• Required tasks:
1. Please decide whether each statement agrees with the passage on Steinhaus and Banach, answering yes or no and quoting the words that decide it: (a) Steinhaus earned his PhD under David Hilbert; (b) Banach was raised by his mother's family; (c) Steinhaus first met Banach in Lwów.
2. Rewrite the passage on Steinhaus and Banach between "Banach was born" and "Stefan Banach (1892-1945)", inclusive, switching "paternal" to "maternal".

Today’s entry will be devoted to outlining the biographical profiles of Steinhaus and Banach.

Hugo Steinhaus (1887-1972)

Steinhaus studied mathematics in Göttingen between 1906 and 1911, where he obtained his PhD under the supervision of David Hilbert. Studying abroad was to some extent commonplace in Poland, which was then divided between Russia, Prussia and the Austro-Hungarian Empire. After the end of the World War I, Poland was once again a free country, and Steinhaus ended up as a professor in Lwów. Steinhaus lived in Lwów until the city was taken over by the Nazis in 1941.

Banach was born in Kraków in 1892. His father’s name was Stefan Greczek, although Banach preferred to use his mother’s surname, or at least the one recorded for her on his birth certificate: “son of Katarzyna Banach”. His mother abandoned him a few days after his birth; she was never married to Banach’s father and little is known about her – actually, nothing at all: no matter how hard her son tried to find out, she was pure mystery. Banach was raised by his paternal grandmother in Ostrowsko, a small village 80 km south of Kraków, hidden in the Carpathian Mountains.

Steinhaus used to say that his best mathematical discovery was Banach, whom he had met by chance in Kraków in 1916.

Stefan Banach (1892-1945)

• Record excerpts:
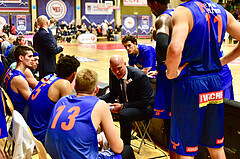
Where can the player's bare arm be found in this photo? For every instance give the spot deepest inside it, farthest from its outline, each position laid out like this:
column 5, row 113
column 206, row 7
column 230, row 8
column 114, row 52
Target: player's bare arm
column 182, row 24
column 59, row 89
column 101, row 110
column 20, row 85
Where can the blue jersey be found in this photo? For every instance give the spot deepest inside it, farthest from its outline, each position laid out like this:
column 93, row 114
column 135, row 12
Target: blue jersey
column 71, row 131
column 19, row 102
column 203, row 43
column 40, row 108
column 3, row 125
column 146, row 57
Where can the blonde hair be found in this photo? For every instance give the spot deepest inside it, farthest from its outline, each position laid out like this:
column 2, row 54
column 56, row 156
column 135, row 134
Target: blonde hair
column 86, row 81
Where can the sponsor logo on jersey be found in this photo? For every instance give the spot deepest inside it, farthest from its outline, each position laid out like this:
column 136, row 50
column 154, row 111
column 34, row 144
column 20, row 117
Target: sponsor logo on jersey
column 191, row 149
column 210, row 98
column 158, row 111
column 219, row 141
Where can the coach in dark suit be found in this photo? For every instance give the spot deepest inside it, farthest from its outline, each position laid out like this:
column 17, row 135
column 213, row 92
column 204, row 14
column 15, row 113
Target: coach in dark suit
column 45, row 44
column 136, row 95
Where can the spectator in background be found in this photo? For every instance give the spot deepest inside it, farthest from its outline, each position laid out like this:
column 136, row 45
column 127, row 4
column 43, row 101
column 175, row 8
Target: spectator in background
column 104, row 28
column 13, row 29
column 4, row 43
column 83, row 28
column 15, row 83
column 46, row 45
column 99, row 30
column 140, row 55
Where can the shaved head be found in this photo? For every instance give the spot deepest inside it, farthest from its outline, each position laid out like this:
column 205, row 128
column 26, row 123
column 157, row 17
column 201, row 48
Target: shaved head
column 42, row 21
column 116, row 59
column 118, row 66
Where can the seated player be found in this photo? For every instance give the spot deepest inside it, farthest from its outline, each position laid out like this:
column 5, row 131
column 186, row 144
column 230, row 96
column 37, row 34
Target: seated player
column 32, row 82
column 49, row 90
column 75, row 120
column 15, row 83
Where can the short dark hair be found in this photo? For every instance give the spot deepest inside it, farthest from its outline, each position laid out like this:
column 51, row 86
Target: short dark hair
column 86, row 81
column 19, row 38
column 66, row 65
column 129, row 37
column 164, row 2
column 21, row 50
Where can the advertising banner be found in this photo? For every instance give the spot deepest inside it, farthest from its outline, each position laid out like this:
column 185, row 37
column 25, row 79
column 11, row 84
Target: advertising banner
column 144, row 25
column 129, row 25
column 22, row 23
column 62, row 10
column 135, row 2
column 14, row 6
column 91, row 13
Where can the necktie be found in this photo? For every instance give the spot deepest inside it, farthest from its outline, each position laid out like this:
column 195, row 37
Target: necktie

• Answers for this exercise:
1.
(a) Yes: "where he obtained his PhD under the supervision of David Hilbert"
(b) No: "Banach was raised by his paternal grandmother in Ostrowsko"
(c) No: "whom he had met by chance in Kraków in 1916"

2.
Banach was born in Kraków in 1892. His father’s name was Stefan Greczek, although Banach preferred to use his mother’s surname, or at least the one recorded for her on his birth certificate: “son of Katarzyna Banach”. His mother abandoned him a few days after his birth; she was never married to Banach’s father and little is known about her – actually, nothing at all: no matter how hard her son tried to find out, she was pure mystery. Banach was raised by his maternal grandmother in Ostrowsko, a small village 80 km south of Kraków, hidden in the Carpathian Mountains.

Steinhaus used to say that his best mathematical discovery was Banach, whom he had met by chance in Kraków in 1916.

Stefan Banach (1892-1945)